Given task. Display each line of the material below that includes the string "collar", copied in full. Matches must have the same case.

Entries supplied.
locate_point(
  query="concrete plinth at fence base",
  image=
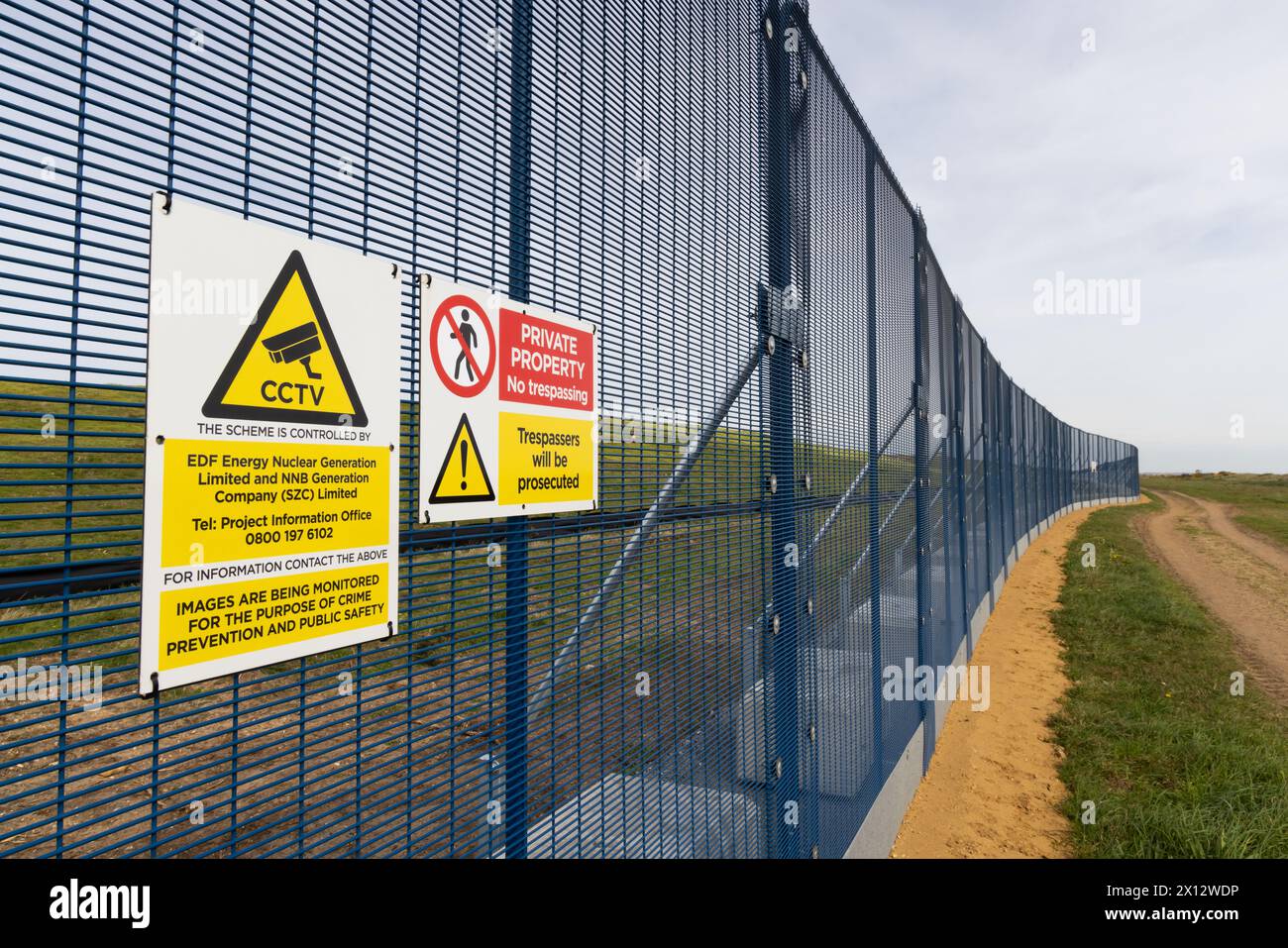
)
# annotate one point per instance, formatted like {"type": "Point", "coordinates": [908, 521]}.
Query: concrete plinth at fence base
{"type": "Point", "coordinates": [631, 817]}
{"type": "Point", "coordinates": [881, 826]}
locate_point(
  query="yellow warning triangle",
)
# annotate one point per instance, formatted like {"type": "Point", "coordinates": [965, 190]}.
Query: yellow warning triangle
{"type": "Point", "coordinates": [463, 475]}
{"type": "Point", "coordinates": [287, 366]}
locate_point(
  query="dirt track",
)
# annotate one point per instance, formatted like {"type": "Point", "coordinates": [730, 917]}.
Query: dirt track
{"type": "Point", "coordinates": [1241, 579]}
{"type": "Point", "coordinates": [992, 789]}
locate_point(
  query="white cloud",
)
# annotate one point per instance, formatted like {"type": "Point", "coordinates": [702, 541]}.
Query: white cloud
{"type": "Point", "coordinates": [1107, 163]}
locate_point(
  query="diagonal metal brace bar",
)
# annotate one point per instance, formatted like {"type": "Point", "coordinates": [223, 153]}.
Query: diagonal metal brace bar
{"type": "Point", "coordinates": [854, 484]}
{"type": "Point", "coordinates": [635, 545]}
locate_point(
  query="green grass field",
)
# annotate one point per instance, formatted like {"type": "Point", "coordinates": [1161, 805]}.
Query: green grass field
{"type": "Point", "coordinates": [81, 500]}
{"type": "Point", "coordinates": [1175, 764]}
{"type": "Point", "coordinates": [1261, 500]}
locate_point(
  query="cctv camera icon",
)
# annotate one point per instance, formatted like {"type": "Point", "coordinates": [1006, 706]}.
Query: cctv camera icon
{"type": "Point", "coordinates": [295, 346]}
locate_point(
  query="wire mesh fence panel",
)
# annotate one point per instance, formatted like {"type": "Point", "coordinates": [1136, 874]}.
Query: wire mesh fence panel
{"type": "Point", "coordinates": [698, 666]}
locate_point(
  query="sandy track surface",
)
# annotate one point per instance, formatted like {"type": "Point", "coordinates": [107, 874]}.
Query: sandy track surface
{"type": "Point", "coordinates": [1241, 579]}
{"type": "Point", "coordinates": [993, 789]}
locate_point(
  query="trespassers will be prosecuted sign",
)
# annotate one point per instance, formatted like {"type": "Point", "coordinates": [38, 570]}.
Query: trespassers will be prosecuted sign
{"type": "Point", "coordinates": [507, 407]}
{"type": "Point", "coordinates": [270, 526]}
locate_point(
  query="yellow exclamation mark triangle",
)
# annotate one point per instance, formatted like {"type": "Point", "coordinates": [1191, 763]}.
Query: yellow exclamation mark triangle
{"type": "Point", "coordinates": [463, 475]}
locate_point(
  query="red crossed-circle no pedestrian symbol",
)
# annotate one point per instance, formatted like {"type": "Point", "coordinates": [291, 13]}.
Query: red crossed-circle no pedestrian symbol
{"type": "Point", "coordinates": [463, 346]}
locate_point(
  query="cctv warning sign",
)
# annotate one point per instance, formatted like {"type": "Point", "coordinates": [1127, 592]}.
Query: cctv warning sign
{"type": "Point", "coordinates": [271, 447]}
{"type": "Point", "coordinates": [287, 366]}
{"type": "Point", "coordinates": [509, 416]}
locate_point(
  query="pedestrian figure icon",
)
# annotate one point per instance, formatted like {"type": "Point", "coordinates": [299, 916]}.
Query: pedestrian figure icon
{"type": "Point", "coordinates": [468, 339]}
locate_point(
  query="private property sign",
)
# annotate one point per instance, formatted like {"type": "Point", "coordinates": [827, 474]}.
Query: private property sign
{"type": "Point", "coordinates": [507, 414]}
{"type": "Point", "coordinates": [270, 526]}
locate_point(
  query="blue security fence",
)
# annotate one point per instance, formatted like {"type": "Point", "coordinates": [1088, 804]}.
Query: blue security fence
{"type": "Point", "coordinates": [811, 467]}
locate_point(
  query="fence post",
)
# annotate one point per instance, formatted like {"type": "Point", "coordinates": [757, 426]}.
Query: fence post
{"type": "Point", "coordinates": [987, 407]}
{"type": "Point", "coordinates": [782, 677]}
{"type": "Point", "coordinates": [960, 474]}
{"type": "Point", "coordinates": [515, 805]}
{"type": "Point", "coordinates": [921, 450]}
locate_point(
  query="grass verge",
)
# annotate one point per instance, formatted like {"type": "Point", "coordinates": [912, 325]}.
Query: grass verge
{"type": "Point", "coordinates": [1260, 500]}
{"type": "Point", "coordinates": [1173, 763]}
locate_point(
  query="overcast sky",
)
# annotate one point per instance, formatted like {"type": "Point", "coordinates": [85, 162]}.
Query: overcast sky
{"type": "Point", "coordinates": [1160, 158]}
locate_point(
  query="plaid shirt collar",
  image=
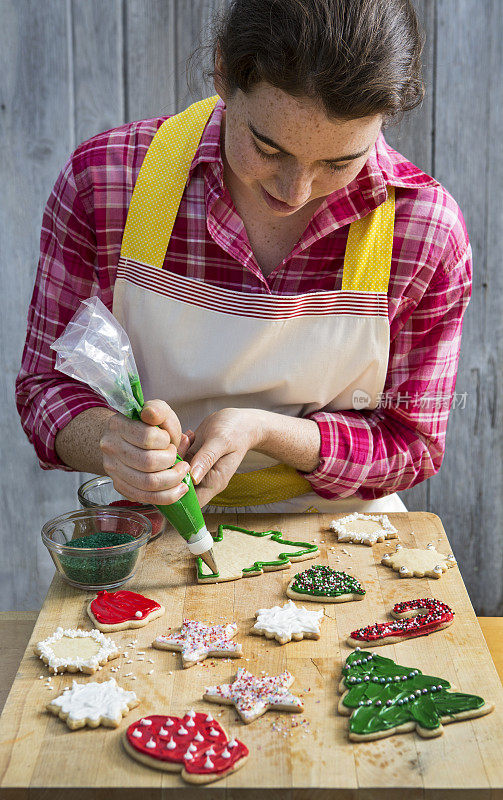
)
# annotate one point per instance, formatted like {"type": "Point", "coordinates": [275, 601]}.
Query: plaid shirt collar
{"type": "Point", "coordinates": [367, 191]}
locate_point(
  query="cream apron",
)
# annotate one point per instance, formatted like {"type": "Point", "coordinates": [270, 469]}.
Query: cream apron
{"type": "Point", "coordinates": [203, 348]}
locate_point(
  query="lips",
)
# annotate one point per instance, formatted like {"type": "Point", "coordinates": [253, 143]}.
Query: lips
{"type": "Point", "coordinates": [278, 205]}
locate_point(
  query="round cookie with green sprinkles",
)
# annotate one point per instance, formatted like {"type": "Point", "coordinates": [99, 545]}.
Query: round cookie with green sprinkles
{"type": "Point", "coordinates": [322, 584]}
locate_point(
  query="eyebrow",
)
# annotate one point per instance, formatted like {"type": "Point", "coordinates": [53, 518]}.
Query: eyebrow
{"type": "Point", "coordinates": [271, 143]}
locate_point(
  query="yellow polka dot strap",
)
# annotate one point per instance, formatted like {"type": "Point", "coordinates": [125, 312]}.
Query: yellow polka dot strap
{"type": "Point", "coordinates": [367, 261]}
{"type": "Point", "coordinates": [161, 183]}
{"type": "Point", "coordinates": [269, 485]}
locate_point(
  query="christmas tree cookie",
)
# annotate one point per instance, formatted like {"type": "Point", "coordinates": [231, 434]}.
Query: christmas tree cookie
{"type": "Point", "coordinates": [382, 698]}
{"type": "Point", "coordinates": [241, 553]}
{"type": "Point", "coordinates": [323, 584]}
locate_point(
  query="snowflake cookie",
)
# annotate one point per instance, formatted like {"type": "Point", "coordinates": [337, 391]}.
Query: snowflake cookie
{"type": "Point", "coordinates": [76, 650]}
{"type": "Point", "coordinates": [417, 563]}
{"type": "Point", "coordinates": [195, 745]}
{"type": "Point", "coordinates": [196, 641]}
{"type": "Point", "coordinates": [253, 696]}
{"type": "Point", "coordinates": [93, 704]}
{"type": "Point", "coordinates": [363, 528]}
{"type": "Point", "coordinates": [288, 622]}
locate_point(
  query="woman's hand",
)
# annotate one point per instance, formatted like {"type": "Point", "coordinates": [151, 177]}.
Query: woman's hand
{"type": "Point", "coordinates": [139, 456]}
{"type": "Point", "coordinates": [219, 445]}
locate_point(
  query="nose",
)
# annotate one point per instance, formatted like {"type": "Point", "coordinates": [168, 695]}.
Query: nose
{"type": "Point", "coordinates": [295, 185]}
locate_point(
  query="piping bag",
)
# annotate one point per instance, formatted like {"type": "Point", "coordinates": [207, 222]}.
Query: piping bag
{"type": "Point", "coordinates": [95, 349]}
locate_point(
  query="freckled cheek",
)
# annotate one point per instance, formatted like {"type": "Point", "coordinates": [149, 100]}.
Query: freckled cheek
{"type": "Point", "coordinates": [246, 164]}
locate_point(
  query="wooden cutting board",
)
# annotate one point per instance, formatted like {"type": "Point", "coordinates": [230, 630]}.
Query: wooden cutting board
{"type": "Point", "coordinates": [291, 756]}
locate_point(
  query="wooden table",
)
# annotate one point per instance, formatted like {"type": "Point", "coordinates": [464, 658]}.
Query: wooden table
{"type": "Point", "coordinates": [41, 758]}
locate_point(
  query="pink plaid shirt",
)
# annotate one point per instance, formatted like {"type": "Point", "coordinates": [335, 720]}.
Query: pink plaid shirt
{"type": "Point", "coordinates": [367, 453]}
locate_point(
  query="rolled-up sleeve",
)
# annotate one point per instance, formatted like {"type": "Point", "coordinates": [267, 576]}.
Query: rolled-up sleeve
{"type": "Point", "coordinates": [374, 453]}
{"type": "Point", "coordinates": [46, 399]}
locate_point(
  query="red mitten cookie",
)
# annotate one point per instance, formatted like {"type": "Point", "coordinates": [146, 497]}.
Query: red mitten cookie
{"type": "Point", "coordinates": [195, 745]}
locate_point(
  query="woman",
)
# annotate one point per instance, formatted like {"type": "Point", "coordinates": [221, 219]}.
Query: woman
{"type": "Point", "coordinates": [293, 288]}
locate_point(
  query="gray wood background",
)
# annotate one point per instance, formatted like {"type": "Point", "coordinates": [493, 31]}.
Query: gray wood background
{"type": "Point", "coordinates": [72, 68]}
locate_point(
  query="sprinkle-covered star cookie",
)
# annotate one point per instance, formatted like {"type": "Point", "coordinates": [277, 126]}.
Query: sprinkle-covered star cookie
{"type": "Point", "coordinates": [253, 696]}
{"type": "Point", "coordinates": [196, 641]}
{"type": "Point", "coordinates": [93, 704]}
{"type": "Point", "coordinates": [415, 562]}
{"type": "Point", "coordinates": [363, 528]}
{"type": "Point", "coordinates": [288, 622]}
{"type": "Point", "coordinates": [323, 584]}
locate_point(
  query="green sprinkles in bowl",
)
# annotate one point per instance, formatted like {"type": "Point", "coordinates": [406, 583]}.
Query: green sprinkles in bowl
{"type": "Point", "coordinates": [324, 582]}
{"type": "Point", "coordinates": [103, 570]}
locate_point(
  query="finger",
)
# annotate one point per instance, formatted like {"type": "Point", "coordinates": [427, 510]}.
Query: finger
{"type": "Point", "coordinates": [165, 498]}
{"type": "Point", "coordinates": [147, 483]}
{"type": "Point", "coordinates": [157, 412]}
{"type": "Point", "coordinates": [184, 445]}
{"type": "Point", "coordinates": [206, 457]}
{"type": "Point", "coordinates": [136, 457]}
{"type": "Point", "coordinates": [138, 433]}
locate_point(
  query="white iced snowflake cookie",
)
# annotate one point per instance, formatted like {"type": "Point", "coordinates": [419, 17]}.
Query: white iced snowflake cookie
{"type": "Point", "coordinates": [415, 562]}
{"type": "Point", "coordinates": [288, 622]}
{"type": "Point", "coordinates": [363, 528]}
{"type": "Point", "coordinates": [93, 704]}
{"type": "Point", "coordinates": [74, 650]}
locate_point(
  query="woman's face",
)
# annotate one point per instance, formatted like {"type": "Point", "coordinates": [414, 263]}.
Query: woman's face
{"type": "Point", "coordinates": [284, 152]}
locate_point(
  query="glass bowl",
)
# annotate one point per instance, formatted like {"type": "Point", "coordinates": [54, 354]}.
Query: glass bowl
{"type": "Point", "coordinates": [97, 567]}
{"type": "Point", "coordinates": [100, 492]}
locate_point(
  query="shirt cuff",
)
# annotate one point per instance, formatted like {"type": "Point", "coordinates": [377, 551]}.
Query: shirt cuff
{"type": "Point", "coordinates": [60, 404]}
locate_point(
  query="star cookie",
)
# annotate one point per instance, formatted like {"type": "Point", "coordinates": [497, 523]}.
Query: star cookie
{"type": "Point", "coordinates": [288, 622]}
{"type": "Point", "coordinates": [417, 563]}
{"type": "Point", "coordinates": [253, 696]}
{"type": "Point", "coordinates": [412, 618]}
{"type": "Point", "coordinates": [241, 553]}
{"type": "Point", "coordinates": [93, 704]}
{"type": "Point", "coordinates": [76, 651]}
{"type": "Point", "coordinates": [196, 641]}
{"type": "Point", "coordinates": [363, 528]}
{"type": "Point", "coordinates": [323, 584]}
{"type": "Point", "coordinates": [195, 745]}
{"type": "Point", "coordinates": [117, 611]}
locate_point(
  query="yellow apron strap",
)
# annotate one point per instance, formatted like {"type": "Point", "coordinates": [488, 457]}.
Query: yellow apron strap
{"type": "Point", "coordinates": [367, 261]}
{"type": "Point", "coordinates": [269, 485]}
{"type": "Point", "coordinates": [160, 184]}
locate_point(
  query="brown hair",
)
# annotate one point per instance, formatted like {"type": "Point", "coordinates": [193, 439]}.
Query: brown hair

Answer below.
  query="plaid shirt collar",
Query: plaid shirt collar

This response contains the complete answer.